TEXT SHOWN
========================

I had a student make a choreographic dance to the work, which is really cool. That was exciting. She was an undergrad at University of Maryland, Baltimore County. And that was really cool. It was very exciting to see her work to dance. But what was super cool is that, she did her undergraduate thesis as a dance, no longer related to my work. But the fact that she'd been able to do this for a class because that had been allowed, and she'd seen the possibility for it, meant that she got to fly with it.
I mean, I did miss some of the words, but I think I heard the question. The thing I've seen, and I've gotten to talk to lots of high schools and undergrad courses and grad courses is that, the examples that are out there, I think, feel like they're giving people some license to try their own thing. And I've just seen some terrific projects from comics to dance to... I don't know. I mean, I document them as I remember, too, but... So, was that what the question was, if I understood?

Lalitha Vasudevan:
Yeah. And I think Matt was getting its legitimacy as well, right? If I'm hearing you correctly, that there is this kind of, you all were doing doctoral work... Oh. You all were doing doctoral work, and that brings with it both a platform and a certain kind of a built-in legitimacy. And I think, Nick, you're talking about sort of how these outputs might open up practices and invitations?

========================

PROVIDED DATA
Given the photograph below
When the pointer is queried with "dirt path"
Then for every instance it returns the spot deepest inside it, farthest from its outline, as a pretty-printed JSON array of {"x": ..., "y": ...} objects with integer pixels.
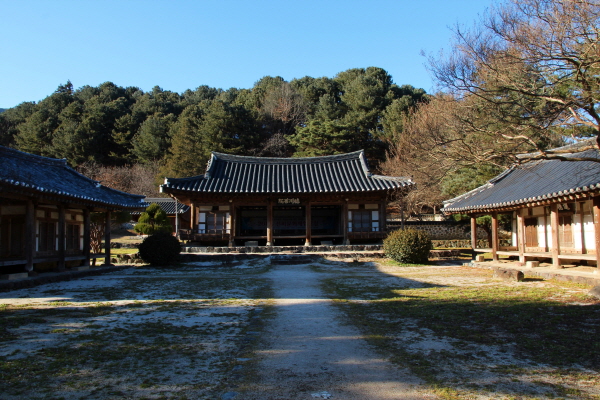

========================

SHORT PROBLEM
Can you return the stretch of the discussion transcript above from "I mean, I did" up to and including "if I understood?", word for word?

EXPECTED ANSWER
I mean, I did miss some of the words, but I think I heard the question. The thing I've seen, and I've gotten to talk to lots of high schools and undergrad courses and grad courses is that, the examples that are out there, I think, feel like they're giving people some license to try their own thing. And I've just seen some terrific projects from comics to dance to... I don't know. I mean, I document them as I remember, too, but... So, was that what the question was, if I understood?